The task
Send each entry back exactly as given, pictures excluded.

Supplied material

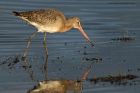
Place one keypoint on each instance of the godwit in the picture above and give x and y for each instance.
(51, 21)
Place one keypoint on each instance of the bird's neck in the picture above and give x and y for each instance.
(68, 25)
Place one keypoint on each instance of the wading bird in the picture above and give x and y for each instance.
(51, 21)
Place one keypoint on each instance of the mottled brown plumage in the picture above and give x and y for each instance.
(51, 20)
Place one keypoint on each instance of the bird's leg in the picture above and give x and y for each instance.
(28, 45)
(45, 45)
(46, 53)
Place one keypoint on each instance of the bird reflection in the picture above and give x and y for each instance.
(60, 86)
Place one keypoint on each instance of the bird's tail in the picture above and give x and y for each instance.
(16, 13)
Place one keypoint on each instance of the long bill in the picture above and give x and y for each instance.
(85, 35)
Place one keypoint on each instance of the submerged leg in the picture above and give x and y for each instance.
(28, 45)
(45, 45)
(46, 56)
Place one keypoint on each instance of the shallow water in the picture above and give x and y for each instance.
(105, 21)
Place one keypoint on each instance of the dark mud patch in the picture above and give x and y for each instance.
(117, 80)
(123, 39)
(64, 86)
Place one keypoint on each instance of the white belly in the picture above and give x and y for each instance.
(43, 28)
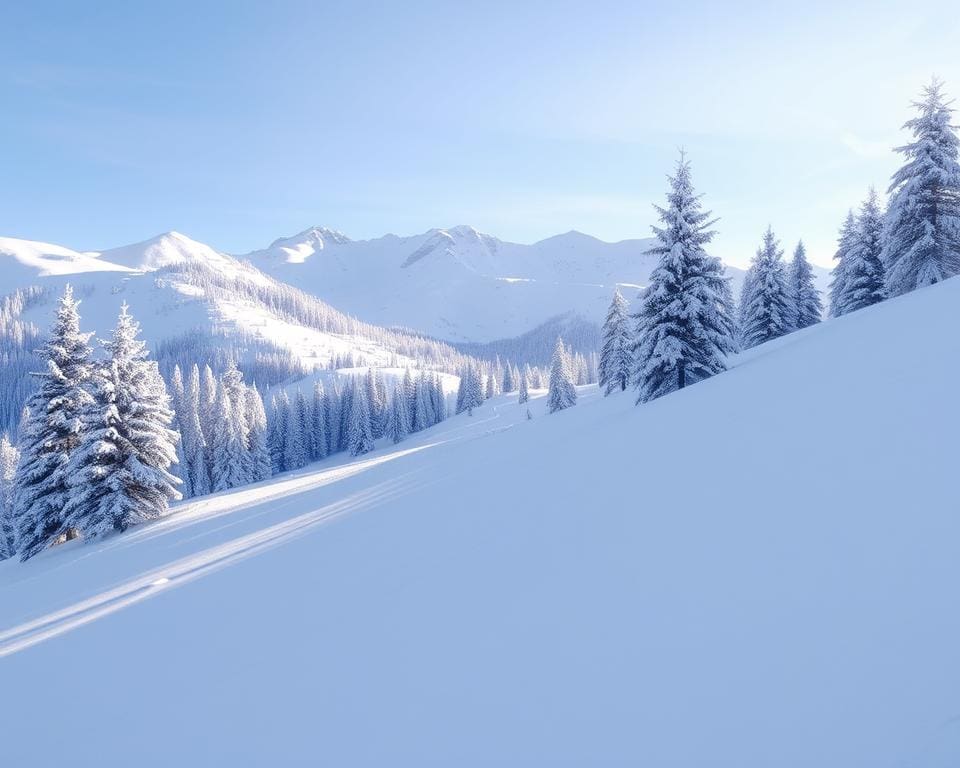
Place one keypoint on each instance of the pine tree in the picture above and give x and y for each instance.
(864, 274)
(261, 468)
(923, 219)
(52, 432)
(277, 431)
(319, 442)
(524, 389)
(398, 415)
(563, 392)
(768, 314)
(846, 244)
(178, 403)
(509, 380)
(120, 472)
(296, 453)
(684, 327)
(9, 458)
(191, 435)
(615, 361)
(231, 459)
(805, 306)
(359, 438)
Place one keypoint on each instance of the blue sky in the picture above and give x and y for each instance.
(240, 122)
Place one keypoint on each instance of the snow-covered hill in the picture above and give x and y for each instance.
(188, 296)
(459, 284)
(756, 571)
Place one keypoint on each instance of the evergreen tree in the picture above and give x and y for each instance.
(191, 436)
(838, 284)
(296, 453)
(805, 306)
(9, 458)
(359, 438)
(684, 327)
(615, 360)
(923, 219)
(768, 313)
(563, 392)
(261, 466)
(509, 380)
(232, 466)
(864, 279)
(178, 403)
(120, 472)
(319, 442)
(52, 432)
(277, 434)
(524, 389)
(398, 415)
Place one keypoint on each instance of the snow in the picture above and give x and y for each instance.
(497, 591)
(459, 284)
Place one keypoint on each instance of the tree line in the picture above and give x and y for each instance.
(688, 324)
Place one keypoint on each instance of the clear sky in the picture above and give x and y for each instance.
(239, 122)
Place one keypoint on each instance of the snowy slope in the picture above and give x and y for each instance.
(756, 571)
(460, 284)
(155, 278)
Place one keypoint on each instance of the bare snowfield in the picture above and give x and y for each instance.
(755, 571)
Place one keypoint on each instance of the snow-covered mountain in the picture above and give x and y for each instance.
(195, 304)
(460, 284)
(566, 590)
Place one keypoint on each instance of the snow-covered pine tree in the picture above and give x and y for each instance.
(615, 355)
(296, 452)
(178, 403)
(684, 326)
(805, 306)
(509, 380)
(191, 435)
(563, 392)
(864, 273)
(261, 468)
(232, 466)
(319, 439)
(768, 312)
(846, 243)
(398, 415)
(524, 389)
(359, 438)
(9, 458)
(52, 432)
(120, 472)
(923, 218)
(277, 431)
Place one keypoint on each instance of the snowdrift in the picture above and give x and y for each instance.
(756, 571)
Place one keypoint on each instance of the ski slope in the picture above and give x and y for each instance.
(756, 571)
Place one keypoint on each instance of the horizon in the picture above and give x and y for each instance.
(241, 123)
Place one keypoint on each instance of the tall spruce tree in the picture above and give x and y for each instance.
(120, 472)
(52, 432)
(923, 219)
(359, 437)
(846, 243)
(768, 312)
(805, 306)
(864, 273)
(562, 393)
(615, 350)
(9, 458)
(684, 327)
(398, 415)
(257, 437)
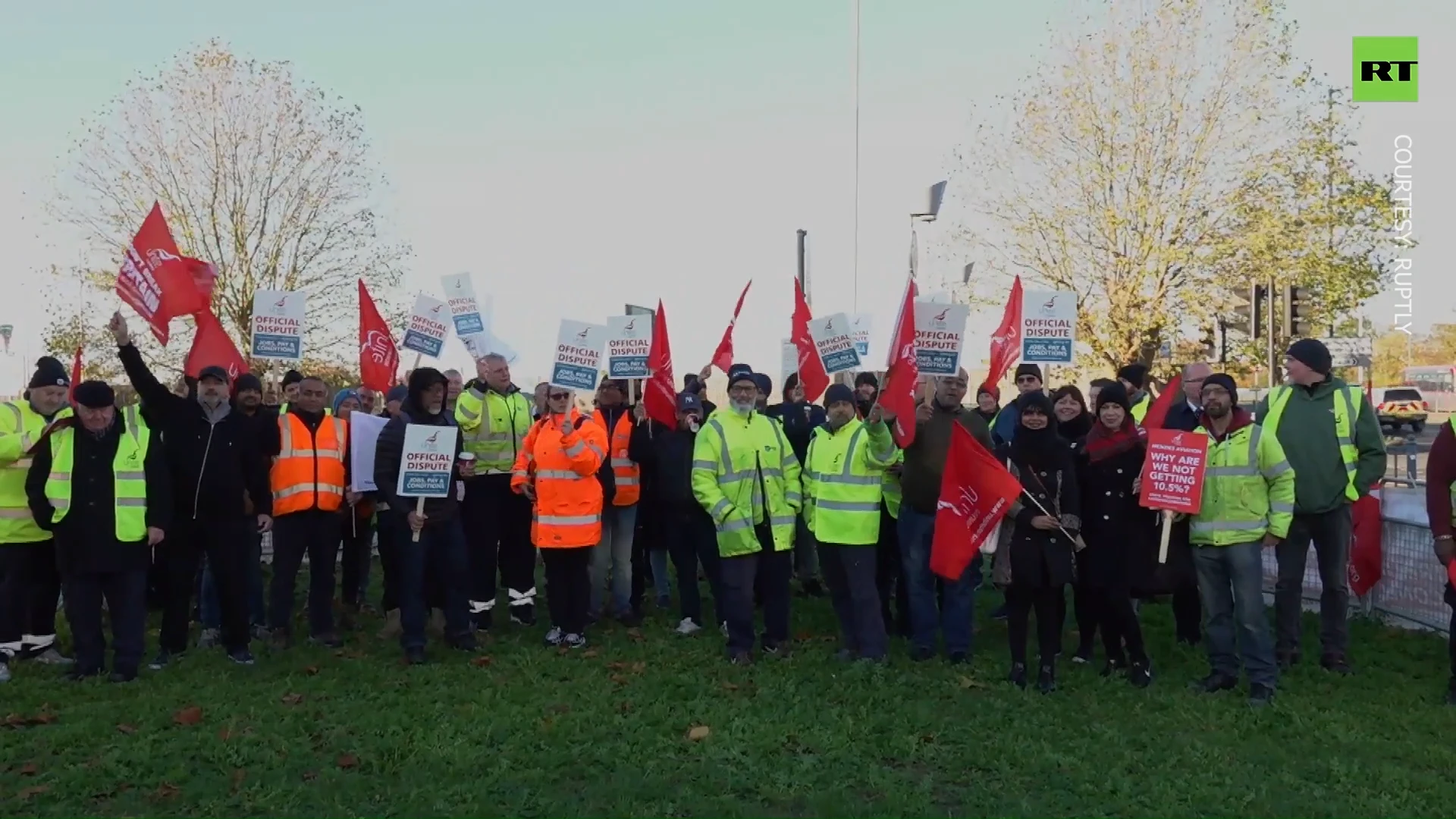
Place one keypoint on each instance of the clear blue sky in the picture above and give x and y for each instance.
(579, 155)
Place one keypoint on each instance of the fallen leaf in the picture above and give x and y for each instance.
(166, 790)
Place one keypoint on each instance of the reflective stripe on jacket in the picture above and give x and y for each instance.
(1248, 490)
(309, 471)
(626, 474)
(492, 428)
(19, 428)
(564, 471)
(128, 472)
(736, 461)
(843, 483)
(1347, 411)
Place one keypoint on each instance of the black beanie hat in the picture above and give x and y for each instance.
(49, 372)
(1226, 382)
(95, 395)
(1134, 375)
(1312, 353)
(1112, 394)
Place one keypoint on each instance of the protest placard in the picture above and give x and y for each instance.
(940, 335)
(465, 311)
(1049, 327)
(629, 340)
(579, 354)
(427, 328)
(277, 333)
(835, 343)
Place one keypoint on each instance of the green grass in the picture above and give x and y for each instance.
(536, 732)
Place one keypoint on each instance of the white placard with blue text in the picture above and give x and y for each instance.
(427, 465)
(833, 338)
(427, 328)
(629, 341)
(465, 311)
(579, 356)
(277, 333)
(1049, 327)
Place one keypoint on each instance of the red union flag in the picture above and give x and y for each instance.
(660, 398)
(1006, 340)
(379, 357)
(212, 347)
(976, 493)
(723, 357)
(902, 372)
(156, 280)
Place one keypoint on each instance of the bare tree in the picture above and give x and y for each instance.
(1110, 172)
(262, 175)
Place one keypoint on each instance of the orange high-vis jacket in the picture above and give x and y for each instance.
(309, 471)
(564, 469)
(626, 472)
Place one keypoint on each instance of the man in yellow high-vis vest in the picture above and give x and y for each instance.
(99, 484)
(1334, 442)
(30, 583)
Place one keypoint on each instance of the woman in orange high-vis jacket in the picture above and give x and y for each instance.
(557, 468)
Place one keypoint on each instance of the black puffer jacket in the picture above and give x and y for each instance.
(213, 455)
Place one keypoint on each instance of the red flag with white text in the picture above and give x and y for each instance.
(212, 347)
(156, 280)
(723, 357)
(660, 398)
(1006, 340)
(76, 373)
(976, 493)
(902, 371)
(811, 368)
(379, 356)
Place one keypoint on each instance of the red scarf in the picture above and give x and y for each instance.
(1104, 444)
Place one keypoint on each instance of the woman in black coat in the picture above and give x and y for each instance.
(1117, 532)
(1046, 521)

Exercise solution
Place one keypoint on each instance of the godwit in the picture above and give x and y for each instance.
(51, 21)
Place one keypoint on each instance of the bird's neck in the picture above and give x and y for each instance.
(68, 25)
Place one keypoint on each instance of the wading bird in the picture above and give x and y for each instance.
(51, 21)
Place one keypoint on each instance of the mottled brown plumage in the picture above and give x and y for each instance.
(51, 20)
Place one keypoint on each instance of the bird's leg in the picture above and give x and y for each instance.
(28, 45)
(45, 45)
(46, 53)
Place one keypoint on each instance of the bird reflection in the picture above and give x and y for each instance.
(60, 86)
Place one keypoint on each instance of the bird's tail in the picture above and give x and y for each instance.
(16, 13)
Place one keypoint on each instance of the long bill in the picture above and give x and y for each instance.
(85, 35)
Place one keypoint on each instance of the submerged leg in the picture above and give x and y for each instance.
(28, 45)
(45, 45)
(46, 56)
Place one keypoint on each instance of the shallow water in the picture above and give x and y for each instance.
(105, 21)
Place one keypoint on each instance of the dark mud patch in the picture above and give x and y for each instance.
(117, 80)
(123, 39)
(64, 86)
Place one keypoint on each instance of the white belly in the picture above and give x and y for each instance.
(43, 28)
Place one keypoint on each instance of the pine tree in the picture above and give x and y for each instance.
(864, 274)
(261, 468)
(923, 219)
(52, 432)
(277, 431)
(319, 442)
(524, 389)
(398, 415)
(563, 392)
(768, 314)
(846, 244)
(178, 403)
(509, 380)
(120, 472)
(296, 453)
(684, 327)
(9, 458)
(191, 435)
(615, 361)
(231, 459)
(805, 306)
(359, 438)
Place one keypoint on each instance of the blue sky in the picture above and give x and y for each instance.
(240, 122)
Place one keypoint on each instance of the snow-covered hill in the picture above and give x and y for each instance.
(188, 296)
(459, 284)
(756, 571)
Place one keypoint on each instance of the evergreen tree in the picture above and give x and y for each instance.
(191, 436)
(838, 284)
(296, 453)
(805, 306)
(9, 458)
(359, 438)
(684, 327)
(615, 360)
(923, 219)
(768, 313)
(563, 392)
(261, 466)
(509, 380)
(232, 466)
(864, 279)
(178, 403)
(120, 472)
(319, 442)
(52, 432)
(277, 434)
(524, 389)
(398, 415)
Place one keypoint on each instance of the snow in the picture above and give x and y for each instance.
(497, 591)
(459, 284)
Place one keypoint on each instance of the tree line in the picture above and give x and y for each instance.
(688, 324)
Place one keypoint on each instance of the clear sky in the picture above and give x and y for each instance.
(239, 122)
Place one keypoint on each instance of the snowy slope in the picture above and give x and y for each instance.
(756, 571)
(460, 284)
(155, 278)
Place one keypoint on each instance of the bare snowfield in the picture above and give x and y for each instance.
(755, 571)
Place one keypoint on each instance of the snow-covered mountain in the picture above and give x and y for each instance.
(195, 304)
(460, 284)
(566, 590)
Place one keypoint on each instance of the snow-covered pine tree in the picture above and give x and y for each instance.
(615, 355)
(296, 452)
(178, 403)
(684, 326)
(805, 306)
(509, 380)
(191, 435)
(563, 392)
(864, 273)
(261, 468)
(232, 466)
(319, 439)
(768, 312)
(846, 243)
(398, 415)
(524, 389)
(359, 438)
(9, 458)
(52, 432)
(120, 472)
(923, 218)
(277, 431)
Place one keypoint on each instance of the snowdrift in the picture above and give x and y for each instance.
(756, 571)
Place one keypoint on each instance of the ski slope in the picture above and give x and y for each instance.
(756, 571)
Place one keypoint on each instance of the horizon in the picture above and give x and y for each instance.
(241, 123)
Place one keypoint on each instance of the tall spruce tree in the picture above and give x and y for each instance.
(120, 472)
(52, 432)
(923, 219)
(359, 437)
(846, 243)
(768, 312)
(805, 306)
(864, 273)
(562, 393)
(615, 350)
(9, 458)
(684, 327)
(398, 415)
(257, 437)
Place one keypoint on each instance of the clear blue sky in the picture above and give x and y for each instance.
(579, 155)
Place one keypoint on each instance of the fallen leaf in the picture above and give x and y for each instance.
(166, 790)
Place one keypoint on each instance of the reflective stripe on jacket in the picture above and give x and y for each instance.
(1248, 490)
(309, 471)
(626, 474)
(492, 428)
(19, 428)
(564, 471)
(128, 472)
(736, 461)
(843, 483)
(1347, 411)
Place one keypoint on each instance of the black beanie hat in the picture above and give x and y for each instance.
(49, 372)
(1226, 382)
(95, 395)
(1134, 375)
(1312, 353)
(1112, 394)
Place one keypoint on each instance of the protest placard in the picture above and give x and y for each instance.
(940, 335)
(465, 311)
(1049, 327)
(629, 340)
(579, 354)
(427, 328)
(277, 333)
(835, 343)
Place one keypoint on each instance of the green grass in the picture above and give x and y for each instance.
(536, 732)
Place one keypoint on each instance of the white placard with blue text in the picture above and give x and y for each instance.
(427, 465)
(833, 338)
(427, 328)
(629, 341)
(465, 311)
(579, 356)
(277, 333)
(1049, 327)
Place one keypoint on each instance of the red union flag in the picture above and give x and y for each instance.
(660, 398)
(1006, 340)
(379, 357)
(212, 347)
(976, 493)
(723, 357)
(902, 372)
(156, 280)
Place one keypoint on each instance of the bare tree in the picture above and give x and y for each instance.
(1110, 172)
(262, 175)
Place one keypoint on each instance of the orange high-vis jacket in the picture above and give x and y for each instance.
(309, 471)
(564, 469)
(626, 472)
Place one keypoint on each instance of the man in yellow high-vis vest in the picture above and give x and y for each instance.
(99, 484)
(1334, 442)
(30, 583)
Place one keypoint on each instance of the woman in orange high-vis jacket in the picture above and give x and y for each instance.
(557, 468)
Place one keypoint on each instance of the black puffer jacket in the picture above and give x and y for each instance.
(213, 455)
Place one keypoint on each instance of the red flag with white text in the picture above and give x and y for each instance.
(212, 347)
(156, 280)
(723, 357)
(660, 398)
(1006, 340)
(76, 373)
(976, 493)
(902, 371)
(811, 368)
(379, 356)
Place one keypoint on each instance of the red scarf in the picture above and give x and y for each instance.
(1104, 444)
Place one keypoint on each instance of the woman in black coat in the picture above and give x and y for each instance.
(1117, 532)
(1046, 521)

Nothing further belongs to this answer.